### Alıntı Metin
+ + + + +

İlişki doktoru 5: Bu ilişkide suçlu kim?

“Suçlamak anlamaktan daha kolaydır. Anlarsan, değişmen gerekir.” Peyami Safa

İlişki var ise “suçlu” olan da vardır. Eğer bir ilişkide bir evlilikte “suçlu” olan yok ise, işte o zaman sorun vardır! Karşımızdaki can-ımız, sevgilimiz, sevdiğimiz suçludur. Neden diyeceksiniz? Çoklu sebeplerimiz vardır suçlamak için, örneğin sehpanın üzerinde unutmuştur su bardağını, bizi o hafta istediğimiz sinema filmine davet etmeyi akıl edememiştir… Bu kadarla kalmayacaktır suçları… Caddede önden yürüyen başka bir kadına bakmıştır belki göz ucuyla, sonra çok fazla kaçırmıştır pizzayı örneğin… Bunca suça suçlar eklenir değil mi? Çocuklarla yeterince ilgilenmemektedir, bizi eskisi gibi sevmemektedir sonra annemize babamıza saygı göstermemektedir, arkadaşlarımızla buluşmaya giderken şikayet etmektedir…

Suçlar paragraflara dökmekle bitmeyecektir… Hatta paragraflar paragrafları kovalayacaktır… Ben bugün bu yazımda suçladıklarımız, suçlu dediklerimiz ve en önemlisi karşımızdakini de buna inandırdıklarımızdan (yani suçlu hissettirdiklerimizden) bahsedelim istiyorum sizlerle… Neden suçlu olur birimiz bir ilişkide ve diğeri de bu konunun “güçlüsü” olur (namıdiğer suçlu olmayan)… Neden mutlaka bir suç olmak zorundadır? Neden ben onu yaptım sen bunu yapamadın vardır? Benim verdiğim kadar veremedin, benim ayırdığım zaman kadar ayıramadın, benim beklentilerimi karşılayamadın!

İlişki doktoru 5: Bu ilişkide suçlu kim?

+ + + + +

### Kayıtlar
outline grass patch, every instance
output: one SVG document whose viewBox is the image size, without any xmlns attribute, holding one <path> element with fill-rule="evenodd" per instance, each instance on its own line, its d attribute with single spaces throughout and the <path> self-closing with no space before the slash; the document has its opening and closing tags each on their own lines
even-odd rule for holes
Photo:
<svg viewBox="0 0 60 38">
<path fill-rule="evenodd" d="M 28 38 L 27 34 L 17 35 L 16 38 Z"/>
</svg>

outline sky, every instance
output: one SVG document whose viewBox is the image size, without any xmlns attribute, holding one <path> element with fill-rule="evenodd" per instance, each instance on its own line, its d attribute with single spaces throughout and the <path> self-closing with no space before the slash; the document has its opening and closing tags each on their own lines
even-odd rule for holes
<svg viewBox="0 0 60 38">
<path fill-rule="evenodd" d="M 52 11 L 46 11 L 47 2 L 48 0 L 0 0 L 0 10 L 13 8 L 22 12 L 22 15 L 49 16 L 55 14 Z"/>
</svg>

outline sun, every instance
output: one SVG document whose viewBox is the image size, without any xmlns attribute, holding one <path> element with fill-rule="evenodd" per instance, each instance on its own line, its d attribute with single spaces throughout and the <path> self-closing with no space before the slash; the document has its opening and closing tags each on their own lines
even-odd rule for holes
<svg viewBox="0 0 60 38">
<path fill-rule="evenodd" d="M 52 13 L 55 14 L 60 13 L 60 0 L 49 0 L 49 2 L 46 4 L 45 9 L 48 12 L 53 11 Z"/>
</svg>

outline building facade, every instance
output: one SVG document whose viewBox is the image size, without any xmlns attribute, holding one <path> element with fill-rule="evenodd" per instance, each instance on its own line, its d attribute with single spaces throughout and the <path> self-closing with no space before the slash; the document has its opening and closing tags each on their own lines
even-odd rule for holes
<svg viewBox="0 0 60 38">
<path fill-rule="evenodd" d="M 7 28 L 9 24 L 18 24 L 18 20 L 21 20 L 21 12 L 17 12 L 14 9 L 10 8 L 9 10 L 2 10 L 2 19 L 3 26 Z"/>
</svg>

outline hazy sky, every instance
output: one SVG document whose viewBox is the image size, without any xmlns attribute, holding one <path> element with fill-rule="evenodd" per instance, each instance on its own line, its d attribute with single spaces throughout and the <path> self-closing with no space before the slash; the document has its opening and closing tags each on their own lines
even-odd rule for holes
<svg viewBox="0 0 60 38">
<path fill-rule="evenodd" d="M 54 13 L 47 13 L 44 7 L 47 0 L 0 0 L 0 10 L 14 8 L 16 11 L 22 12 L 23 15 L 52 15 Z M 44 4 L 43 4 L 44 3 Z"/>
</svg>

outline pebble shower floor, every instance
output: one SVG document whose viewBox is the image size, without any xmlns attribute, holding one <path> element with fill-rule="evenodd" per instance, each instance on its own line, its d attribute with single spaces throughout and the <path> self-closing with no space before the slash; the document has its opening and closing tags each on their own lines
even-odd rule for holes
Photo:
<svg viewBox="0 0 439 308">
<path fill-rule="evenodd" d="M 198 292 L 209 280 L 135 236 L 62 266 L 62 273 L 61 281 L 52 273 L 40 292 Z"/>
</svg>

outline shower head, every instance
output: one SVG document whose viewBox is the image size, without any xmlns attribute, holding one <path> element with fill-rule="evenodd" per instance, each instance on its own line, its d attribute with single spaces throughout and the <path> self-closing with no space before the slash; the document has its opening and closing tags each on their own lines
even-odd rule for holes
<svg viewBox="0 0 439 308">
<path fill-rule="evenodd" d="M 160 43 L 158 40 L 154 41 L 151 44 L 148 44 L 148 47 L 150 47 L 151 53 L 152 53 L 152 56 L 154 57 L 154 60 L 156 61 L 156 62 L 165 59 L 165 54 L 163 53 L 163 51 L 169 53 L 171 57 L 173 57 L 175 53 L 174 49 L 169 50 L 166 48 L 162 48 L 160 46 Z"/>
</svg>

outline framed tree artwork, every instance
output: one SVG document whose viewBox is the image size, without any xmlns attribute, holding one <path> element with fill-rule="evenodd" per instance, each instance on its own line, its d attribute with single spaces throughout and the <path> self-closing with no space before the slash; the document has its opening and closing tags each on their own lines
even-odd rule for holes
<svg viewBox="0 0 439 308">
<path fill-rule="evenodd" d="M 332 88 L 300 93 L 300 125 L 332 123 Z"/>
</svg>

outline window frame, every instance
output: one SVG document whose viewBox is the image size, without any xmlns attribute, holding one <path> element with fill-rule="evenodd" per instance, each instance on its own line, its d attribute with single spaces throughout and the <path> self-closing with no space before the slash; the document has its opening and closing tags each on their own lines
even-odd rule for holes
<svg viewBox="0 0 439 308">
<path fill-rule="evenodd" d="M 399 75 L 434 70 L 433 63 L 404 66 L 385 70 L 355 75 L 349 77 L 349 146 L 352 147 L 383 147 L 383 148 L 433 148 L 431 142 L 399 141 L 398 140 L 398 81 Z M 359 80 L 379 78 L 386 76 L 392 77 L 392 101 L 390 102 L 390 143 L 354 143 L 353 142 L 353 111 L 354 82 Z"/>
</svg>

+ + + + +

### Görevler
**a.** İlişkilerde suçlama üzerine yazılmış metinden "Suçlar paragraflara dökmekle" ifadesinden başlayıp "benim beklentilerimi karşılayamadın!" ifadesi de dahil olmak üzere bölümü aynen tekrar yazın.
**b.** İlişkilerde suçlama üzerine yazılmış metinde "İlişki var ise" sözleriyle başlayan paragrafı, temel bilgilerini koruyarak madde madde yeniden yazın.

### Görev Görev Yanıtlar
**a.**
Suçlar paragraflara dökmekle bitmeyecektir… Hatta paragraflar paragrafları kovalayacaktır… Ben bugün bu yazımda suçladıklarımız, suçlu dediklerimiz ve en önemlisi karşımızdakini de buna inandırdıklarımızdan (yani suçlu hissettirdiklerimizden) bahsedelim istiyorum sizlerle… Neden suçlu olur birimiz bir ilişkide ve diğeri de bu konunun “güçlüsü” olur (namıdiğer suçlu olmayan)… Neden mutlaka bir suç olmak zorundadır? Neden ben onu yaptım sen bunu yapamadın vardır? Benim verdiğim kadar veremedin, benim ayırdığım zaman kadar ayıramadın, benim beklentilerimi karşılayamadın!

**b.**
- Bir ilişkide "suçlu" olan da vardır. Bir ilişkide ya da evlilikte suçlu yoksa asıl o zaman sorun vardır.
- Suçlu olan, karşımızdaki sevgilimiz ya da sevdiğimizdir.
- Suçlamak için birçok sebep bulunur. Su bardağını sehpanın üzerinde unutmak, o hafta istenen sinema filmine davet etmeyi akıl edememek, caddede önden yürüyen başka bir kadına göz ucuyla bakmak ve pizzayı fazla kaçırmak bunlara örnektir.
- Suçlara yenileri eklenir. Çocuklarla yeterince ilgilenmemek, eskisi gibi sevmemek, anne babaya saygı göstermemek ve arkadaşlarla buluşmaya gidilirken şikâyet etmek de bu suçlar arasında sayılır.